--- Work order ---
Give back the entries below verbatim.

[Records contained in a dataset]
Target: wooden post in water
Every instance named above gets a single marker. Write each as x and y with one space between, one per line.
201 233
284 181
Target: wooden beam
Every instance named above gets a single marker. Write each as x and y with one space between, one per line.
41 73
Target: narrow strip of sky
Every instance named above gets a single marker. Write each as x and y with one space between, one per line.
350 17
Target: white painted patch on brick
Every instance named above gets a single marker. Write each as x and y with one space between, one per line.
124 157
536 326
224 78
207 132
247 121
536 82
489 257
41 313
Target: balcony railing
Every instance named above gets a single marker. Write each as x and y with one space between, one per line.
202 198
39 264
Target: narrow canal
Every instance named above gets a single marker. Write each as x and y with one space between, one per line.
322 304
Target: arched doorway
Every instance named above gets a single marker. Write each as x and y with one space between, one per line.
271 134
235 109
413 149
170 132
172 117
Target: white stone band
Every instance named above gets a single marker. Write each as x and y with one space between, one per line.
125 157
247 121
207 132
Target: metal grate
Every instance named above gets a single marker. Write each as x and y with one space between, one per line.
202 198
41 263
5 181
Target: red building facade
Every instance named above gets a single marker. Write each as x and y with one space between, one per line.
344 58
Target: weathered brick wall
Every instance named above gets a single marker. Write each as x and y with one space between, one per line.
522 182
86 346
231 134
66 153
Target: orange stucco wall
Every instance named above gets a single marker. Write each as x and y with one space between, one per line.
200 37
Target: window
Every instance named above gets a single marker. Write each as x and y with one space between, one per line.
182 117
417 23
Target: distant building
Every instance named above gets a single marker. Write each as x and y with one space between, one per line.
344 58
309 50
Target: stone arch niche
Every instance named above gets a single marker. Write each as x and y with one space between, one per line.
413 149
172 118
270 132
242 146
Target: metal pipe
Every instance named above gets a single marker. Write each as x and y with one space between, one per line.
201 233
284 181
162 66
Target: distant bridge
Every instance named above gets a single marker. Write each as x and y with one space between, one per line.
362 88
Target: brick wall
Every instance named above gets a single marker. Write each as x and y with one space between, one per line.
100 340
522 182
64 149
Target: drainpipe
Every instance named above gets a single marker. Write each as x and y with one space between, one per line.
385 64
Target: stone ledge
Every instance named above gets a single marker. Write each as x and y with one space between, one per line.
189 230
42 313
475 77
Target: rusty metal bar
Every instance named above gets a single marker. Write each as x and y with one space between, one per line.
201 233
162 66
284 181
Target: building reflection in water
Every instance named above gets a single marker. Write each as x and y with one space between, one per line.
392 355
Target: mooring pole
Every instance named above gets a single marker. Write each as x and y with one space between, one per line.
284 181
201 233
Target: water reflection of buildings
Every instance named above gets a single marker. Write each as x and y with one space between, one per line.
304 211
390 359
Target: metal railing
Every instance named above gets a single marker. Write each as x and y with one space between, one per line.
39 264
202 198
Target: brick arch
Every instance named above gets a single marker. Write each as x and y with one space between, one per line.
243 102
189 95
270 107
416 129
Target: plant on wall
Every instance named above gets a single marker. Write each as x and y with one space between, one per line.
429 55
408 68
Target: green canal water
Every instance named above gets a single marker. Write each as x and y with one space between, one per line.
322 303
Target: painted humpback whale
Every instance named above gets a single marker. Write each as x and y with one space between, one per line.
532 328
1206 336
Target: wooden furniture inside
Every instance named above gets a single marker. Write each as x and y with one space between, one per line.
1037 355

--- Solution below ---
Target: wooden post in water
Every instance named above gets a single marker. Write each as x and y with one space between, one per line.
201 233
284 181
Target: wooden beam
Every instance named above gets a single marker. Write each as x and y with one space between, one per line.
41 73
Target: narrow strip of sky
Every instance named above gets a single marker. Write each as x and y with one space between, one per line.
350 17
Target: white painted patch on brick
Every instance named above gets a single marker. Write each as x and y with one space between, one per line.
124 157
536 326
224 78
207 132
247 121
536 82
489 257
41 313
Target: balcony railing
Every instance named above gets a single marker. Write each as x and y with one space between, one per line.
202 198
39 264
Target: narrow canal
Every instance named above gets a single marker. Write each as x and y with one space between, one per line.
322 304
Target: arched doorway
Every instance named above gets a single marker. Write each as x and y with one space between, one per line.
271 134
235 109
413 149
170 132
172 117
Target: white stone band
Every instance named above gets a single marker. Write each as x and y with one space between, one per line.
125 157
247 121
207 132
Target: metal grate
Every instance named above gets a single marker. Write each as x and y with one space between, one per line.
202 198
41 263
5 181
Target: red building facade
Every instance named above gets a single marker. Write each as x and y with one space between, one per line.
344 58
Target: weathered brick wall
Every instance named above gets a single marker. Write each as x and y with one space between, one per line.
522 182
86 346
231 134
66 153
Target: orange stucco wall
Every instance named above gets a single marker. Write each as x and y with one space between, one per line.
200 37
Target: window
Every instance named above gets a single marker. Write each as x and y with one space between, one per line.
182 117
417 23
Target: distant building
Every instance named above gets a single marker. Write each as x and y with one space between, one per line.
344 58
309 50
Target: stone arch niche
Every instance named above gets a single marker. Write each as x and y with one space between, one per line.
413 149
172 118
270 132
242 146
Target: metal pipe
Every instance named above gets a single marker. Write each as x and y with one space between, one per line.
201 233
284 181
162 66
Target: distant bridge
Every instance named above gets a single marker. Write each as x and y with one space between, one per line.
362 88
Target: brick wall
Every instance named above gets a single marker. Write each as x and y with one space between, one per line.
100 340
522 182
64 149
Target: drainpipe
Every instance named above gets a single marker. Write each as x and y with one space between, one per line.
385 64
Target: stone ledge
Every instance named above gets a single marker. Write each as x and y with one space between, one per line.
189 230
42 313
475 77
Target: rusty metal bar
Every instance named above gets a single marker. Write each as x and y with one space between, one per line.
201 233
162 66
284 181
Target: building reflection in water
Every instance named above gets a single marker. Write each as x and y with one space between, one per line.
392 355
Target: mooring pole
Every instance named above gets a single marker. Write each as x and y with one space between, one per line.
284 181
201 233
Target: water reflection of buildings
Every instance named above gets a single marker. Write each as x and y with one space between, one per line.
304 211
390 359
Target: metal railing
Every instance named above gets a single marker. Write each as x and y with one space between, one per line.
39 264
202 198
Target: brick arch
Every instance named above gets a single marker. Write each as x and y with one space between, one per line.
243 102
189 95
270 107
416 129
Target: plant on wall
Every instance named above gets a single marker. Write each as x and y with one space between, one per line.
429 55
408 68
Target: green canal water
Every instance named above gets a single marker. Write each as x and y with one space between, one per line.
322 303
Target: painted humpback whale
Every instance named above gets a single marker. Write each as x and y with one space between, one per line.
532 328
1206 336
Target: wooden furniture inside
Every instance named above gets a single marker. Write each as x and y with one space between, one per line.
1037 355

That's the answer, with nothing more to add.